Lara, Jaime 1947-
Lara, Jaime 1947-
Born 1947. Education: Cathedral College, B.A., 1969; Immaculate Conception Seminary, M.Div., 1973; University of the City of New York, M.A., 1985; Yale University Divinity School, S.T.M., 1989; Graduate Theological Union and the University of California at Berkeley, Ph.D., 1995. Pursued graduate studies in cultural anthropology at the New School for Social Research, New York, NY.
Office of Liturgy and Cultural Affairs, Northeast Hispanic Catholic Center, New York, NY, director, 1985-90; Yale Divinity School, New Haven, CT, doctoral fellow, adjunct professor, 1995-96, visiting lecturer, 1996-97, assistant professor of Christian art and architecture, 1998-2003, Yale University Divinity School & Yale Institute of Sacred Music, associate professor and chair of the Program in Religion and the Arts, 2003—; California State University, Los Angeles, assistant professor of art history, 1997-98. Also served as a visiting professor of arts and humanities, Universidad Nacional de Colombia, Bogotá; regular presenter at academic conferences. In addition to Colombia, has worked in Mexico, Ecuador, and Peru.

## Dataset rows

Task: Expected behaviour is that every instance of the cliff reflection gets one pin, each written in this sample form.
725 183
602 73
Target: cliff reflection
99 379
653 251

## Instructions
1. Transcribe the passage from the biographical entry on Jaime Lara that begins at the words "Office of Liturgy" and ends after the words "Ecuador, and Peru.".
2. In the biographical entry on Jaime Lara, which degree is listed from Yale University Divinity School, and in what year?
3. Write the next part of the biographical entry on Jaime Lara, starting after its last sentence.
The records come from a different source than the text.

## Exercise results
1.
Office of Liturgy and Cultural Affairs, Northeast Hispanic Catholic Center, New York, NY, director, 1985-90; Yale Divinity School, New Haven, CT, doctoral fellow, adjunct professor, 1995-96, visiting lecturer, 1996-97, assistant professor of Christian art and architecture, 1998-2003, Yale University Divinity School & Yale Institute of Sacred Music, associate professor and chair of the Program in Religion and the Arts, 2003—; California State University, Los Angeles, assistant professor of art history, 1997-98. Also served as a visiting professor of arts and humanities, Universidad Nacional de Colombia, Bogotá; regular presenter at academic conferences. In addition to Colombia, has worked in Mexico, Ecuador, and Peru.

2. An S.T.M., in 1989.

3.
Institute of Hispanic Liturgy (USA advisory board, 1997—), Faith and Form (journal of the Interfaith Forum on Art and Architecture, advisory board member, 2004—), American Academy of Religion, American Catholic Historical Association, American Society for Hispanic Art Historical Studies, Association for Latin American Art, Association of Art Historians, Center for Jewish Art, College Art Association, Instituto de Liturgia Hispana, International Center of Medieval Art, Latin America Studies Association, Medieval Academy of America, Société des Américanistes, Society of Architectural Historians, Society of Biblical Literature.
City, Temple, Stage: Eschatological Architecture and Liturgical Theatrics in New Spain, University of Notre Dame Press (Notre Dame, IN), 2004.
Christian Texts for Aztecs: Art and Liturgy in Colonial Mexico, University of Notre Dame Press (Notre Dame, IN), 2008.
Contributor of chapters to numerous texts.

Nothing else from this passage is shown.